**DATASET RECORDS:**
'''
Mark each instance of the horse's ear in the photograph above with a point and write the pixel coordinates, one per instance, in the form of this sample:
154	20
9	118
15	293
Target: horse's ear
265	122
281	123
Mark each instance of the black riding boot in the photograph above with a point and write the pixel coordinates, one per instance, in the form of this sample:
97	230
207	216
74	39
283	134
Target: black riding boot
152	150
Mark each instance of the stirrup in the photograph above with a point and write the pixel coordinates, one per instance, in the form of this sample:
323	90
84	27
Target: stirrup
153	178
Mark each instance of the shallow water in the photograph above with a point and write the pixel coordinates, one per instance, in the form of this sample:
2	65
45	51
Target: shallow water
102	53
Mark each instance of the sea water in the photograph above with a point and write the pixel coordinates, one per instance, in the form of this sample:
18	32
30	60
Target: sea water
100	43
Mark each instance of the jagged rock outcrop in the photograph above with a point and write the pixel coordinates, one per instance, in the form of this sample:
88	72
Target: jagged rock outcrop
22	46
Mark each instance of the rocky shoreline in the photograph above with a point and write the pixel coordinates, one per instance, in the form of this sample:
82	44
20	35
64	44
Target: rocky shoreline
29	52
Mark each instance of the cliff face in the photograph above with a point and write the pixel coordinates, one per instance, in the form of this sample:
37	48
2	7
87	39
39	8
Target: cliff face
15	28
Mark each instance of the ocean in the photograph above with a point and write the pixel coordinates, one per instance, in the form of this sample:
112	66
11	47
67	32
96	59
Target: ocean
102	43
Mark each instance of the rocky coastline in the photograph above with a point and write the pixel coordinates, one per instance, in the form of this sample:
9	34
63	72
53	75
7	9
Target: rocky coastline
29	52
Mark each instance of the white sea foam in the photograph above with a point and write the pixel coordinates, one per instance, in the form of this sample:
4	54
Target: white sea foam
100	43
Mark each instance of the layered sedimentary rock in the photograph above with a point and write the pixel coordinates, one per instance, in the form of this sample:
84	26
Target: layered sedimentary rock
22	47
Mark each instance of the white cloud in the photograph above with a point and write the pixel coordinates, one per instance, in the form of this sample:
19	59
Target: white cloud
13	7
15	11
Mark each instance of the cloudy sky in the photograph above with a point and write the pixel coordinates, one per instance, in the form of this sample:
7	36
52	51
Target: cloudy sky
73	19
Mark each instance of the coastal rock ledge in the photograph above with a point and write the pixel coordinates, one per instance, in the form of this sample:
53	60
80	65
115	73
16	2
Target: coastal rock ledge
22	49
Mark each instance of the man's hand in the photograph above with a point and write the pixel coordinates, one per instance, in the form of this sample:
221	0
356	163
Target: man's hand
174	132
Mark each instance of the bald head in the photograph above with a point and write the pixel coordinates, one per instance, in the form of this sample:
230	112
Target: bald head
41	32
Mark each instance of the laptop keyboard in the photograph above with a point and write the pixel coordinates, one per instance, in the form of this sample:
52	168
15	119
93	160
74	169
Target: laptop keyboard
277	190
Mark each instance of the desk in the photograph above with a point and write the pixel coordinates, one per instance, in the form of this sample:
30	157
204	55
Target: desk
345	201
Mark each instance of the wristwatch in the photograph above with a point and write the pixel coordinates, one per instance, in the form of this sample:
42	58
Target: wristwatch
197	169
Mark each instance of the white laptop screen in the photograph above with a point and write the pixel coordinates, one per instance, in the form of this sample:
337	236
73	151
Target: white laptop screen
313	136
'''
Write a verbatim copy of the listing above.

Mark each instance of the horse's ear in the photograph above with a point and write the pixel coordinates, one per instance, in the form of this sample:
154	20
9	118
15	293
Target: horse's ear
265	122
281	123
Mark each instance of the black riding boot in the photograph above with a point and write the pixel coordinates, one per instance, in the form of this sample:
97	230
207	216
74	39
283	134
Target: black riding boot
152	150
Mark each instance of the stirrup in the photograph above with a point and write the pixel coordinates, one per instance, in the form of this sample:
323	90
84	27
Target: stirrup
153	178
Mark each instance of the shallow water in the photograph above with a point and write the pixel coordinates, one per instance, in the form of this sample:
2	65
45	51
Target: shallow water
102	53
Mark each instance of the sea water in the photograph above with a point and write the pixel coordinates, one per instance, in the form of this sample:
18	32
30	60
Target: sea water
100	43
Mark each instance of the jagged rock outcrop in the photograph above with a point and write the pixel coordinates, one per instance, in the form of this sample:
88	72
Target: jagged rock outcrop
22	46
Mark each instance of the rocky shoreline in the photograph above with a point and write the pixel coordinates, one per instance, in the form of this sample:
82	44
20	35
64	44
Target: rocky shoreline
29	52
Mark each instance of the cliff face in the photograph above with a point and write the pixel coordinates, one per instance, in the form of this sample:
37	48
2	7
87	39
39	8
Target: cliff face
15	28
Mark each instance of the ocean in the photograph above with a point and write the pixel coordinates, one per instance, in the form of this sample:
112	66
11	47
67	32
96	59
Target: ocean
102	43
Mark each instance of the rocky coastline in the photograph above with a point and write the pixel coordinates, one per instance, in the form of this sample:
9	34
63	72
53	75
7	9
Target: rocky coastline
29	52
Mark each instance of the white sea foam in the photograph above with a point and write the pixel coordinates, one per instance, in the form of this sample:
4	54
Target: white sea foam
100	43
Mark each instance of the layered sedimentary rock in the photograph above with a point and write the pixel coordinates, one per instance, in the form of this sample:
84	26
Target: layered sedimentary rock
22	47
Mark each instance of the white cloud in the photograph above with a point and write the pixel coordinates, one per instance, in the form of this sample:
19	59
Target: white cloud
13	7
15	11
Mark each instance of the cloudy sky in the photograph above with a point and write the pixel coordinates, one per instance, in the form of this sample:
7	36
52	51
Target: cloudy sky
73	19
Mark each instance of the coastal rock ledge in the photograph above with a point and write the pixel coordinates, one per instance, in the form of this sample:
53	60
80	65
115	73
16	2
Target: coastal rock ledge
22	49
Mark each instance of the man's hand in the photograph above with a point and write the pixel coordinates, one per instance, in the form of this sample:
221	0
356	163
Target: man's hand
174	132
Mark each instance of the bald head in the photograph above with a point and write the pixel coordinates, one per instance, in the form of this sample:
230	112
Target: bald head
41	32
Mark each instance of the laptop keyboard in the photograph above with a point and write the pixel coordinates, one per instance, in the form of this sample:
52	168
15	119
93	160
74	169
Target: laptop keyboard
277	190
Mark each instance of the desk in the photograph above with a point and write the pixel coordinates, one per instance, in the form of this sample:
30	157
204	55
Target: desk
345	201
Mark each instance of the wristwatch in the photograph above with a point and write the pixel coordinates, one per instance, in the form of this sample:
42	58
Target: wristwatch
197	169
Mark each instance of the white laptop screen in the photograph above with a point and write the pixel coordinates, one per instance, in the form of this sample:
337	236
73	151
Target: white laptop screen
313	136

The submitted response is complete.